**Requisitos do exercício:**
1/ Nos comentários sobre o conto de terror, resuma em uma única frase o parágrafo que começa com "É uma leitura chocante", mantendo as informações principais.
2/ Dê continuidade aos comentários sobre o conto de terror a partir do ponto em que terminam.

**Texto fornecido:**
..........
Quanta perfeição!! Estou extasiada com tamanha horrorosidade!! Que história maravilhosa!! Que texto maravilhoso!!

Gosto muito de contos mórbidos de terror, cheios de sangue e mortes, e com esse doutor exterminador eu pude me deleitar muito com a leitura!!!

Meus sinceros parabéns pela criatividade na história e talento na escrita!!!

Um abraço!

Postado 03/08/20 20:55

Que bom que gostou do conto, fico feliz por isso. Gosto muito de contos de terror e esse é um dos meus favoritos. Obrigada pelo comentário!

Postado 01/08/20 20:29

É uma leitura chocante, mas surpreendente do começo ao fim. Tudo é muito bem construído e desenvolvido, o que enriquece muito o texto e a experiência de leitura.

Obrigada por compartilhar conosco!

Meus parabéns, Victoria! ♥

Postado 03/08/20 20:55

Muito obrigada e fico feliz que tenha gostado da leitura!!!

Postado 19/08/20 15:25

Meu Deus do céu, moça, vc é muito boa pra escrever essas histórias de terror, aqui no site está cheio de autores talentosos pro terror, muito legal isso, parabéns pela história tão bem escrita, vc é ótima escritora viu *_*

Postado 30/09/20 13:50

Muito obrigada!!! Fico feliz com o seu comentário e, realmente, têm escritores incríveis desse gênero aqui!!!
..........
**Material de estudo:**
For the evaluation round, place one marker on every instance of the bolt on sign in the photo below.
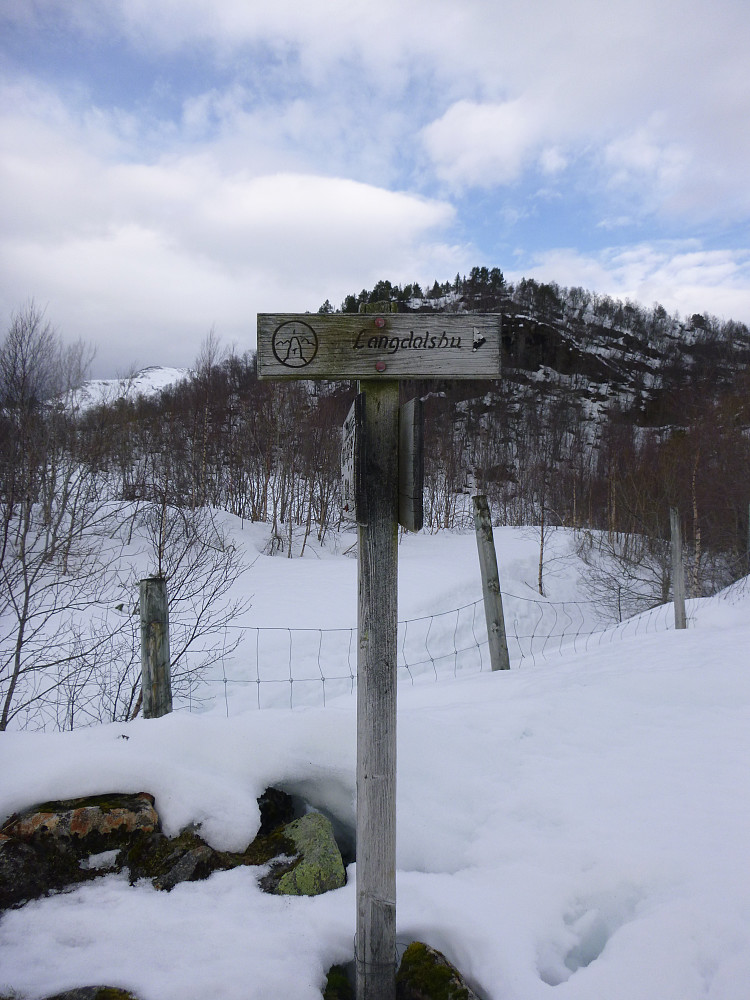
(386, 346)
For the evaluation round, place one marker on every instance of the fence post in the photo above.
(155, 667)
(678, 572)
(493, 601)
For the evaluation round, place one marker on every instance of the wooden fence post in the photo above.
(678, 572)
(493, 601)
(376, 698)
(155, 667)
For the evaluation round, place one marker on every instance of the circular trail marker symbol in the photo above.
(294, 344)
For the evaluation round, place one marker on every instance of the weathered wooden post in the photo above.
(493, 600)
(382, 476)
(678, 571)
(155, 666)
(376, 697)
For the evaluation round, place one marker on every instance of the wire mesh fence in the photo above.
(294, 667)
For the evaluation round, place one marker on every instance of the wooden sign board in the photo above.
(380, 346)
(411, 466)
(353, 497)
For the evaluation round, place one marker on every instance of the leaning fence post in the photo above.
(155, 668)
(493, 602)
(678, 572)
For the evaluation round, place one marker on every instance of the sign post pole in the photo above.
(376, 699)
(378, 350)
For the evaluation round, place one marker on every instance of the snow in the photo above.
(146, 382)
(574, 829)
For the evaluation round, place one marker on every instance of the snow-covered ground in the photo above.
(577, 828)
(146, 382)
..........
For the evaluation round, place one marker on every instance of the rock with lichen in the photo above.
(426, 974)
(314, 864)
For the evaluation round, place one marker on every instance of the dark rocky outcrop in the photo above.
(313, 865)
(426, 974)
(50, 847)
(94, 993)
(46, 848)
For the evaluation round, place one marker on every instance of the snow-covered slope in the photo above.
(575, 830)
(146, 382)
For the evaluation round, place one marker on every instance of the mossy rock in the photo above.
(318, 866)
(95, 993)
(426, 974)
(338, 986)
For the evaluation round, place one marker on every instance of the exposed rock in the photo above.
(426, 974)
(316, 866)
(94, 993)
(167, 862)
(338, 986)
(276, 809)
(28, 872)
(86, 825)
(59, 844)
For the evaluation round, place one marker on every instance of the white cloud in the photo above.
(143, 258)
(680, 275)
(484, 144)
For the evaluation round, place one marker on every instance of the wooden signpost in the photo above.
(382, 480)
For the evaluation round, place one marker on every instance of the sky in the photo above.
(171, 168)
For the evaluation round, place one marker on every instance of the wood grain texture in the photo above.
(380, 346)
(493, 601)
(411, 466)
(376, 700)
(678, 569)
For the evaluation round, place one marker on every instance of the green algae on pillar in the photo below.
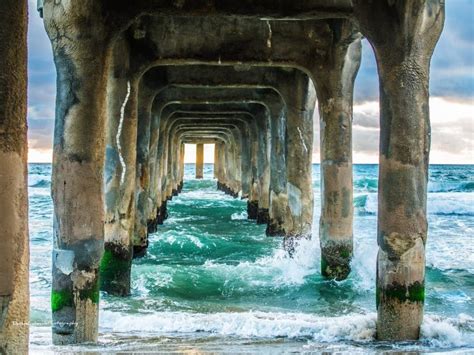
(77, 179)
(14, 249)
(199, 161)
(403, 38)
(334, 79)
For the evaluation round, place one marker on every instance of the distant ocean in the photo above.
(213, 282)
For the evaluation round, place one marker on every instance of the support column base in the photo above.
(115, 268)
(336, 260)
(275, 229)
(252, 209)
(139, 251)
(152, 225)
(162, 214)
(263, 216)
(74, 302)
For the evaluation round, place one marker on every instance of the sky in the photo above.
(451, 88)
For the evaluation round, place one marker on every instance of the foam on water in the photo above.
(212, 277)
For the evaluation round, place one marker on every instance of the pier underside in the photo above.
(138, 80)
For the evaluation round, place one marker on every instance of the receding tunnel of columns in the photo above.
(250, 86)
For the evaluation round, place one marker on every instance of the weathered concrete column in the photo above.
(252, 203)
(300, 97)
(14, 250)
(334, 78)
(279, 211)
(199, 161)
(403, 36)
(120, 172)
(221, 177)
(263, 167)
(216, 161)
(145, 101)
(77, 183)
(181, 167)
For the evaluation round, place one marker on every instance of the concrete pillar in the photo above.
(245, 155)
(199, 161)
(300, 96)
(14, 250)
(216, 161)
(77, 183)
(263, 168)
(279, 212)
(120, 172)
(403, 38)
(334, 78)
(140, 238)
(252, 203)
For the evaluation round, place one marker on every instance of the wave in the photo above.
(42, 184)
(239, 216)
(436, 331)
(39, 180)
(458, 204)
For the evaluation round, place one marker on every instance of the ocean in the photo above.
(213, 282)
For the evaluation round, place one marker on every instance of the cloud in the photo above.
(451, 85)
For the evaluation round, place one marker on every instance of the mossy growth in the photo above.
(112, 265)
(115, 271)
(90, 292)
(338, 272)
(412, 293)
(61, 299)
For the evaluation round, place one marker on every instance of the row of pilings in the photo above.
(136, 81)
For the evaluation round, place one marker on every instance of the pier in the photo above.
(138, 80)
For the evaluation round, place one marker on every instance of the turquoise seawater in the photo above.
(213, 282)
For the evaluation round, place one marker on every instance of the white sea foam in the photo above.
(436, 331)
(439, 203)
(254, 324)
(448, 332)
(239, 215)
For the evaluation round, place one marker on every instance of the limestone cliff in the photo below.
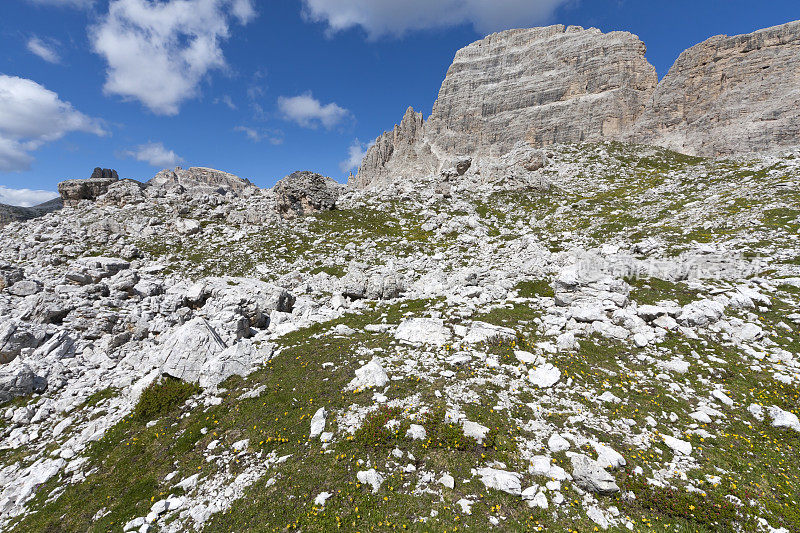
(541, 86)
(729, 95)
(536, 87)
..........
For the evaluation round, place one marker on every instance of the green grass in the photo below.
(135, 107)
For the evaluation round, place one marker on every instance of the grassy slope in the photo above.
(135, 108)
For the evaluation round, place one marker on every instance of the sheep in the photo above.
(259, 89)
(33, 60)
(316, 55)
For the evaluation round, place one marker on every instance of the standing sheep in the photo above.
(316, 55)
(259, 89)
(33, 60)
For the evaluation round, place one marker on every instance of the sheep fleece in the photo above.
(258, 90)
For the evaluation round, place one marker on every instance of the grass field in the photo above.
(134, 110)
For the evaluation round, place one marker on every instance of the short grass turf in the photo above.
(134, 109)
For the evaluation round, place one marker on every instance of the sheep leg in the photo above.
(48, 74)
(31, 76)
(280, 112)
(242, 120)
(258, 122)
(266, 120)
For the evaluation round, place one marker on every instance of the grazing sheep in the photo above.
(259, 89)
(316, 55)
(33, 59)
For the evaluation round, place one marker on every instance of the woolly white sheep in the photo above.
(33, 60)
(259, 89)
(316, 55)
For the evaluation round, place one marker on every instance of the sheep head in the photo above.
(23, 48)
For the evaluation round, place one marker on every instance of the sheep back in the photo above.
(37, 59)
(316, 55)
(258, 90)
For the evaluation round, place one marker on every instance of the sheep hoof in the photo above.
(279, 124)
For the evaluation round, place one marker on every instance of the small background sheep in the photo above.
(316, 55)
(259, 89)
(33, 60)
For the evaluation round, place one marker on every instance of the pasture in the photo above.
..........
**Respostas abaixo:**
1/ A leitura é chocante e surpreendente do início ao fim, e a boa construção e o bom desenvolvimento de tudo enriquecem o texto e a experiência de leitura.

2/
Postado 22/08/20 23:35 Editado 22/08/20 23:36

O que eu acabei de ler? Não, sério! O que eu acabei de ler?????

Estou em choque aqui! Olha essa riqueza de detalhes, toda essa criatividade. Já quero pregar esse texto na testa e sair mostrando ao mundo!

E o melhor (ou pior) é que casos semelhantes podem realmente existir na vida real. Não tenho uma memória muito boa, mas acho que já li sobre algo desse tipo. Humanos são estranhos, é isso.

Parabéns!!!

Postado 30/09/20 13:51

hahaahah!!! Obrigada e fico feliz que tenha gostado! Sim, infelizmente, casos parecidos com esses aconteciam e ainda ocorrem.